What is needed: Put the lines below into a Markdown table with two columns, Row and Line. Number each row and leave out blank lines.

____ Task data

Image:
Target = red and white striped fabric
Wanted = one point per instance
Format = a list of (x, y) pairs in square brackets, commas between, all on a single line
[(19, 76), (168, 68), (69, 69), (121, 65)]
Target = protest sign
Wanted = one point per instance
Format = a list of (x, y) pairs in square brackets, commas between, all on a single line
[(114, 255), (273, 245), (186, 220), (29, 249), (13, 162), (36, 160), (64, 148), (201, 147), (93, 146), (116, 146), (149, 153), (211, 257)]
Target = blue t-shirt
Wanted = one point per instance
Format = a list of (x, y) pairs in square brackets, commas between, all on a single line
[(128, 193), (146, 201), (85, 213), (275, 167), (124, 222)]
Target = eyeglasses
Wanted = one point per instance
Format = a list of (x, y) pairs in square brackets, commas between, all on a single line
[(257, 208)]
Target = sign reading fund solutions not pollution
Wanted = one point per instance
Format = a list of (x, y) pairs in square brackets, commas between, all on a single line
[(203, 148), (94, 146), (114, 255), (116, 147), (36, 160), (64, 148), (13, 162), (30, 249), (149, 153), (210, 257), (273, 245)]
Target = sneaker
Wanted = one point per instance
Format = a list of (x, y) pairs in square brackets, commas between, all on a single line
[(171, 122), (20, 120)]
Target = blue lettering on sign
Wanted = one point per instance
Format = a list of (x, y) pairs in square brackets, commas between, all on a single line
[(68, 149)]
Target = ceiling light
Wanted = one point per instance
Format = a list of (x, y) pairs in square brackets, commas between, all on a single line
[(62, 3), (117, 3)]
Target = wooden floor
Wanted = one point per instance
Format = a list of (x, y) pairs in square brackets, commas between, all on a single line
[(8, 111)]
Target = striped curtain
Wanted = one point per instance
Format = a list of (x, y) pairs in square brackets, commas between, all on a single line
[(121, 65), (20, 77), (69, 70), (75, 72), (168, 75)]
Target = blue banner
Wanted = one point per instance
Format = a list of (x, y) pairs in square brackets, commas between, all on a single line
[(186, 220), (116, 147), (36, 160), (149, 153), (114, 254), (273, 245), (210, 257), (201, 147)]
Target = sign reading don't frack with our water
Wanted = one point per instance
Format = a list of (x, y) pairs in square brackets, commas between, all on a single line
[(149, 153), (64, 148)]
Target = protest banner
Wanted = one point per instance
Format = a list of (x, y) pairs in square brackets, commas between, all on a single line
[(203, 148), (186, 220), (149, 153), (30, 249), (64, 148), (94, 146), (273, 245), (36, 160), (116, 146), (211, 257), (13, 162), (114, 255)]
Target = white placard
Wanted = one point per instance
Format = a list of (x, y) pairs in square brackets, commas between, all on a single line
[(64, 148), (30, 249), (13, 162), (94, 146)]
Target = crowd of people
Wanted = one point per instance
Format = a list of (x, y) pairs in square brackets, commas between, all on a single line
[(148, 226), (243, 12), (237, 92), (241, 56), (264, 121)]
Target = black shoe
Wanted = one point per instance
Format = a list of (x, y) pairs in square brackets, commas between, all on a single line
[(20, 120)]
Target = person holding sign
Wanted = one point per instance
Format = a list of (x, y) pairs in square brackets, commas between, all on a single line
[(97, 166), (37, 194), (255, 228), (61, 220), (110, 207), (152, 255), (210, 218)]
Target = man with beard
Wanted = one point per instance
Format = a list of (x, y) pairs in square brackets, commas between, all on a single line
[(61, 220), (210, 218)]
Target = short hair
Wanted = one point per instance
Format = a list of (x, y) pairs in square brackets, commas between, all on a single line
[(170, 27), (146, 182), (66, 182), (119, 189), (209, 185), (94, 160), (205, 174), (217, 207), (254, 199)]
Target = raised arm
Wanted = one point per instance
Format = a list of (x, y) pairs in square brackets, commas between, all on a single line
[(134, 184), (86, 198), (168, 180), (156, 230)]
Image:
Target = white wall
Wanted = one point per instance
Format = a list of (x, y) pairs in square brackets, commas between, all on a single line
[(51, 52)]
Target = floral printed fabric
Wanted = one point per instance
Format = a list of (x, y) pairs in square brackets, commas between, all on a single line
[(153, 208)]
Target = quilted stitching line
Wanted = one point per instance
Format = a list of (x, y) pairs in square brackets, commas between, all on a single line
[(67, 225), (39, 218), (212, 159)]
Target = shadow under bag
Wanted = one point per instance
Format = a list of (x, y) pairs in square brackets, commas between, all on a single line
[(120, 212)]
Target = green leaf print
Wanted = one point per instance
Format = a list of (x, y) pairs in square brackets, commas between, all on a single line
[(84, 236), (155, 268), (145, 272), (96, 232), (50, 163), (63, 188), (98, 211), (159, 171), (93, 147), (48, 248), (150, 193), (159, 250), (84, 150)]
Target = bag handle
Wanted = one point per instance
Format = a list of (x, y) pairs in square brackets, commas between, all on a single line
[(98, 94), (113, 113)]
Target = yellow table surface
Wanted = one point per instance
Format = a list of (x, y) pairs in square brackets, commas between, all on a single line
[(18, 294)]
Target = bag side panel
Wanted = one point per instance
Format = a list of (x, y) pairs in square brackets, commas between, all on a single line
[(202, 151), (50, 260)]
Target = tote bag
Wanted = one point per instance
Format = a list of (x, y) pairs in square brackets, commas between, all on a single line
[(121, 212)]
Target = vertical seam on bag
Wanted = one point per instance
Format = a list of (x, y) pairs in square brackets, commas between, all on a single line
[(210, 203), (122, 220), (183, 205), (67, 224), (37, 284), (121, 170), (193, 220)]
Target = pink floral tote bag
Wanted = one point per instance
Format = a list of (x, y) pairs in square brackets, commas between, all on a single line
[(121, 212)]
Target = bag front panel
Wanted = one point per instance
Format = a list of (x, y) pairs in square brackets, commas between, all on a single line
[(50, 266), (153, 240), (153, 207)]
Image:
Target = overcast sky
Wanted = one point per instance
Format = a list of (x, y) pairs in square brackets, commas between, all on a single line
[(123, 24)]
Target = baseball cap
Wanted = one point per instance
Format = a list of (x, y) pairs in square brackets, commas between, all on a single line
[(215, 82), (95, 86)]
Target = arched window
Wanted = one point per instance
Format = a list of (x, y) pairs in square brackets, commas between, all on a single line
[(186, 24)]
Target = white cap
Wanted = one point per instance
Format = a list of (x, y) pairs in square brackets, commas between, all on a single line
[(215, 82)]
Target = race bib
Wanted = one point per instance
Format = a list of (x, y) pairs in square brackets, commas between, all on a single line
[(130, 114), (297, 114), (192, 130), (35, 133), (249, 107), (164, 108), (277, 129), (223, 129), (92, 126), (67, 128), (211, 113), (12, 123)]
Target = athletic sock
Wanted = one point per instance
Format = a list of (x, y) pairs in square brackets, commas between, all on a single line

________

Solution to the exercise:
| Row | Line |
|---|---|
| 1 | Image: |
| 2 | Target = red and white striped fabric |
| 3 | Wanted = one point per instance |
| 4 | Format = a list of (x, y) pairs in square brackets, commas between, all on a single line |
| 5 | [(19, 76), (168, 68), (69, 69), (121, 65)] |
| 6 | Target = protest sign |
| 7 | Wanted = one point per instance |
| 8 | Format = a list of (x, y) pairs in square brackets, commas between, all on a single line |
| 9 | [(114, 255), (273, 245), (186, 220), (29, 249), (13, 162), (36, 160), (64, 148), (201, 147), (93, 146), (116, 146), (149, 153), (211, 257)] |
| 10 | Target = blue t-shirt |
| 11 | Wanted = one point per instance |
| 12 | Format = a list of (x, y) pairs in square brackets, commas between, all on a single line |
| 13 | [(128, 193), (146, 201), (85, 213), (275, 167), (124, 222)] |
| 14 | Target = eyeglasses |
| 15 | Wanted = one point per instance |
| 16 | Format = a list of (x, y) pairs in square brackets, commas between, all on a single line |
| 17 | [(257, 208)] |
| 18 | Target = sign reading fund solutions not pollution |
| 19 | Wanted = one point per instance |
| 20 | Format = a list of (x, y) pairs in square brackets, commas between, all on a single line |
| 21 | [(203, 148), (94, 146), (114, 255), (116, 147), (36, 160), (64, 148), (13, 162), (30, 249), (149, 153), (210, 257), (273, 245)] |
| 22 | Target = sneaker |
| 23 | Wanted = one point per instance |
| 24 | Format = a list of (x, y) pairs in square brackets, commas between, all on a single line |
| 25 | [(171, 122), (20, 120)] |
| 26 | Target = blue lettering on sign |
| 27 | Wanted = one point per instance |
| 28 | Format = a list of (x, y) pairs in square brackets, commas between, all on a single line |
| 29 | [(68, 149)] |
| 30 | Target = ceiling light |
| 31 | Wanted = one point per instance |
| 32 | Format = a list of (x, y) pairs in square brackets, commas between, all on a single line |
| 33 | [(62, 3), (117, 3)] |
| 34 | Target = wooden floor |
| 35 | Wanted = one point per instance |
| 36 | Format = a list of (x, y) pairs in square brackets, commas between, all on a single line |
| 37 | [(8, 111)] |
| 38 | Target = striped curtain |
| 39 | Wanted = one point per instance |
| 40 | Format = a list of (x, y) pairs in square brackets, commas between, all on a single line |
| 41 | [(121, 65), (20, 77), (69, 70), (75, 72), (168, 75)] |
| 42 | Target = blue banner |
| 43 | Wanted = one point per instance |
| 44 | Format = a list of (x, y) pairs in square brackets, commas between, all on a single line |
| 45 | [(186, 220), (116, 147), (36, 160), (149, 153), (114, 254), (273, 245), (210, 257), (201, 147)] |
| 46 | Target = sign reading don't frack with our water |
| 47 | Wanted = one point per instance |
| 48 | Format = a list of (x, y) pairs in square brackets, commas between, all on a single line |
| 49 | [(149, 153), (64, 148)] |
| 50 | Target = protest banner |
| 51 | Wanted = one point per instance |
| 52 | Format = a list of (x, y) pairs in square brackets, commas between, all on a single line |
| 53 | [(203, 148), (186, 220), (149, 153), (30, 249), (64, 148), (94, 146), (273, 245), (36, 160), (116, 146), (211, 257), (13, 162), (114, 255)] |
| 54 | Target = white placard |
| 55 | Wanted = one point per instance |
| 56 | Format = a list of (x, y) pairs in square brackets, commas between, all on a single line |
| 57 | [(64, 148), (30, 249), (13, 162), (94, 146)] |
| 58 | Target = crowd of people |
| 59 | Wanted = one point per instance |
| 60 | Format = a list of (x, y) pairs in square brackets, commas between, all on a single line |
| 61 | [(148, 226), (243, 12), (237, 92), (241, 56), (264, 121)] |
| 62 | Target = black shoe |
| 63 | Wanted = one point per instance |
| 64 | Format = a list of (x, y) pairs in square brackets, commas between, all on a single line |
| 65 | [(20, 120)] |
| 66 | Target = person holding sign |
| 67 | Wanted = one point per instance |
| 68 | Format = a list of (x, y) pairs in square brackets, commas between, all on a single line |
| 69 | [(97, 166), (37, 194), (255, 228), (61, 220), (110, 207), (152, 255), (210, 218)] |
| 70 | Target = man with beard |
| 71 | Wanted = one point per instance |
| 72 | Format = a list of (x, y) pairs in square brackets, commas between, all on a single line |
| 73 | [(61, 220), (210, 218)] |
| 74 | Target = short hair |
| 75 | Wanted = one point per instance |
| 76 | Format = a list of (x, y) pairs in square brackets, commas between, all on a single line |
| 77 | [(170, 27), (146, 182), (66, 182), (119, 189), (209, 185), (94, 160), (205, 174), (217, 207), (254, 199)] |
| 78 | Target = raised arm |
| 79 | Wanted = one point per instance |
| 80 | Format = a list of (x, y) pairs in square brackets, commas between, all on a single line |
| 81 | [(134, 184), (86, 198), (168, 180), (156, 230)] |
| 82 | Image: |
| 83 | Target = white wall |
| 84 | Wanted = one point per instance |
| 85 | Format = a list of (x, y) pairs in square brackets, commas between, all on a single line |
| 86 | [(51, 52)] |
| 87 | Target = floral printed fabric |
| 88 | Wanted = one point per instance |
| 89 | Format = a list of (x, y) pairs in square brackets, commas between, all on a single line |
| 90 | [(153, 208)] |
| 91 | Target = quilted stitching line |
| 92 | Wanted = one point per instance |
| 93 | Format = a list of (x, y) pairs in square brackets, commas between, all on a single line |
| 94 | [(67, 225), (39, 218), (212, 159)] |
| 95 | Target = shadow under bag |
| 96 | Wanted = one point per instance |
| 97 | Format = a list of (x, y) pairs in square brackets, commas between, all on a single line |
| 98 | [(120, 212)] |
| 99 | Target = green leaf print |
| 100 | Wanted = one point per instance |
| 101 | Format = a list of (x, y) pairs in square brackets, commas between, all on a single line |
| 102 | [(84, 236), (155, 268), (145, 272), (96, 232), (50, 163), (63, 188), (98, 211), (159, 171), (93, 147), (48, 248), (150, 193), (159, 250), (84, 150)] |
| 103 | Target = bag handle |
| 104 | Wanted = one point per instance |
| 105 | Format = a list of (x, y) pairs in square brackets, commas between, all on a single line |
| 106 | [(98, 94), (113, 113)] |
| 107 | Target = yellow table surface |
| 108 | Wanted = one point per instance |
| 109 | Format = a list of (x, y) pairs in square brackets, commas between, all on a single line |
| 110 | [(18, 294)] |
| 111 | Target = bag side panel |
| 112 | Wanted = one point per instance |
| 113 | Format = a list of (x, y) pairs in square brackets, commas between, all on a single line |
| 114 | [(202, 151), (50, 260)] |
| 115 | Target = tote bag |
| 116 | Wanted = one point per instance |
| 117 | Format = a list of (x, y) pairs in square brackets, commas between, all on a single line |
| 118 | [(121, 212)] |
| 119 | Target = vertical seam on bag |
| 120 | Wanted = one point per instance |
| 121 | Format = a list of (x, y) pairs in square brackets, commas between, all on a single line |
| 122 | [(210, 203), (122, 220), (183, 205), (67, 224), (37, 284), (121, 170), (193, 220)] |
| 123 | Target = pink floral tote bag |
| 124 | Wanted = one point per instance |
| 125 | Format = a list of (x, y) pairs in square brackets, commas between, all on a single line |
| 126 | [(121, 212)] |
| 127 | Target = bag front panel |
| 128 | Wanted = one point per instance |
| 129 | Format = a list of (x, y) pairs in square brackets, commas between, all on a single line |
| 130 | [(50, 266), (153, 240), (153, 207)] |
| 131 | Image: |
| 132 | Target = overcast sky |
| 133 | Wanted = one point per instance |
| 134 | Format = a list of (x, y) pairs in square brackets, commas between, all on a single line |
| 135 | [(123, 24)] |
| 136 | Target = baseball cap |
| 137 | Wanted = one point per instance |
| 138 | Format = a list of (x, y) pairs in square brackets, commas between, all on a single line |
| 139 | [(215, 82), (95, 86)] |
| 140 | Target = arched window |
| 141 | Wanted = one point per instance |
| 142 | Format = a list of (x, y) pairs in square brackets, commas between, all on a single line |
| 143 | [(186, 24)] |
| 144 | Target = white cap |
| 145 | Wanted = one point per instance |
| 146 | Format = a list of (x, y) pairs in square brackets, commas between, all on a single line |
| 147 | [(215, 82)] |
| 148 | Target = race bib |
| 149 | Wanted = one point per instance |
| 150 | Format = a list of (x, y) pairs in square brackets, commas between, all on a single line |
| 151 | [(130, 114), (297, 114), (192, 130), (35, 133), (249, 107), (164, 108), (277, 129), (223, 129), (92, 126), (67, 128), (211, 113), (12, 123)] |
| 152 | Target = athletic sock |
| 153 | Wanted = one point per instance |
| 154 | Format = a list of (x, y) pairs in square brackets, commas between, all on a single line |